GOAL: Please output every line of the material below unchanged, from the first through the last.
::::
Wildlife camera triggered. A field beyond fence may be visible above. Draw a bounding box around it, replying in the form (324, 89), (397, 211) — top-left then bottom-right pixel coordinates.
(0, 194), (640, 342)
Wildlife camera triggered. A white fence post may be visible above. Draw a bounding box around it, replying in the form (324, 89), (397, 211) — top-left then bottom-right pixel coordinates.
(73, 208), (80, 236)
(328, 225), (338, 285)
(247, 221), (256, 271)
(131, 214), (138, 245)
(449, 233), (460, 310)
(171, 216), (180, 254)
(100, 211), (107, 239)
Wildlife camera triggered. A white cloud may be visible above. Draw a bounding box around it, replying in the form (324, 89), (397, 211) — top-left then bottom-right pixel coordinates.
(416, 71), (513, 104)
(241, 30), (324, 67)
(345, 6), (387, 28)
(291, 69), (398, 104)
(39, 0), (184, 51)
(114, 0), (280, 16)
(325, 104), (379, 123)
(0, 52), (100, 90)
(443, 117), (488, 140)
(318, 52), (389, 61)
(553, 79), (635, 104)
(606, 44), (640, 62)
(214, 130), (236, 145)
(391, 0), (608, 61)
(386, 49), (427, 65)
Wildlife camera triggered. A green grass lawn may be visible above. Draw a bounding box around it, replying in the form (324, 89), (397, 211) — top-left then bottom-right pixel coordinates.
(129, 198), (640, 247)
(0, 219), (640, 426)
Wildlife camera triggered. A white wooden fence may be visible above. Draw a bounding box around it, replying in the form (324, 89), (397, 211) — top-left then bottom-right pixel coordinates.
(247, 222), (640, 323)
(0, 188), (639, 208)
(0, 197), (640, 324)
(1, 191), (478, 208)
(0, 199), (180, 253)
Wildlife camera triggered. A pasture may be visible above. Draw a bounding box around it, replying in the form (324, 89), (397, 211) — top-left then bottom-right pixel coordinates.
::::
WRITTEN ANSWER:
Wildlife camera triggered. A field beyond fence may be visible above. Draw a bounding box around it, replying in the form (324, 89), (397, 211) — top-left then bottom-right pixel coordinates.
(0, 194), (640, 342)
Wildlife camera triggered. A white fence post may be visible above. Draw a bounding box around it, replying in the form (324, 89), (397, 211) — top-left then bottom-right pixel coordinates.
(73, 208), (80, 236)
(328, 225), (338, 285)
(247, 221), (256, 271)
(131, 214), (138, 245)
(449, 233), (460, 310)
(171, 216), (180, 254)
(100, 211), (107, 239)
Wildlife camera triggered. A white cloud may be visible above. Draw a bounding box around it, replying in the form (324, 89), (397, 211) — top-left then bottom-right pixel coordinates.
(416, 71), (513, 104)
(241, 30), (324, 67)
(345, 6), (387, 28)
(291, 69), (398, 104)
(39, 0), (184, 51)
(114, 0), (280, 16)
(325, 104), (379, 123)
(0, 52), (100, 90)
(443, 117), (488, 140)
(318, 52), (389, 61)
(553, 79), (635, 104)
(606, 44), (640, 62)
(214, 130), (236, 145)
(391, 0), (608, 61)
(386, 49), (427, 65)
Wildlife camera triggered. A green grass lawn may be visible above. Draw a bounding box around it, replying in the form (324, 89), (397, 211) — top-left then bottom-right pixel coordinates.
(129, 198), (640, 247)
(0, 219), (640, 426)
Wildlife camera triggered. A white wooden fence may be visible above. Draw a bounding box around it, replying in the form (324, 89), (397, 211) — top-left then bottom-right pixel coordinates.
(247, 222), (640, 323)
(0, 188), (639, 208)
(0, 197), (640, 324)
(1, 191), (478, 208)
(0, 199), (180, 253)
Wildlife camera triggered. A pasture may be visible above. Draw a bounding box around it, replying in the form (324, 89), (397, 211) — top-left then bottom-right pixel coordinates.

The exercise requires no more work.